Work to be completed:
Set the data down again, exactly as it reads, but without the pictures.

# Start of Exercise data

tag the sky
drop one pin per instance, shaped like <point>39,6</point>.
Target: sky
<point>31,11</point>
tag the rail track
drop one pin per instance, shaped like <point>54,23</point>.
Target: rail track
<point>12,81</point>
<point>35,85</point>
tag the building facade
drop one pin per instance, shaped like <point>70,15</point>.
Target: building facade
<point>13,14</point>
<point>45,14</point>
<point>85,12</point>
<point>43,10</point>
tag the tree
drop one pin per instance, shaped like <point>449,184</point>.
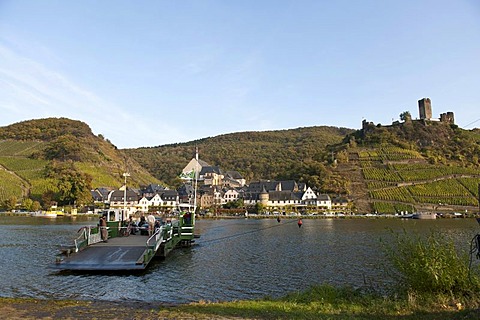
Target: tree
<point>64,148</point>
<point>11,203</point>
<point>35,206</point>
<point>405,116</point>
<point>73,186</point>
<point>27,204</point>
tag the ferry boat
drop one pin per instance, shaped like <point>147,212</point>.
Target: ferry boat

# End of Exercise data

Right answer:
tag the sky
drop one pin per instance, shaped like <point>39,6</point>.
Target: sky
<point>31,11</point>
tag the rail track
drop one pin per instance, shaped like <point>54,23</point>.
Target: rail track
<point>12,81</point>
<point>35,85</point>
tag the building facade
drop one pin per instance, shaped like <point>70,15</point>.
Target: building facade
<point>13,14</point>
<point>45,14</point>
<point>85,12</point>
<point>43,10</point>
tag the tree
drop one pin per instance, shaped like <point>449,184</point>.
Target: tree
<point>64,148</point>
<point>11,203</point>
<point>35,206</point>
<point>405,116</point>
<point>73,186</point>
<point>27,204</point>
tag the ferry boat
drop one pin per instance, shaped like <point>147,212</point>.
Target: ferry boat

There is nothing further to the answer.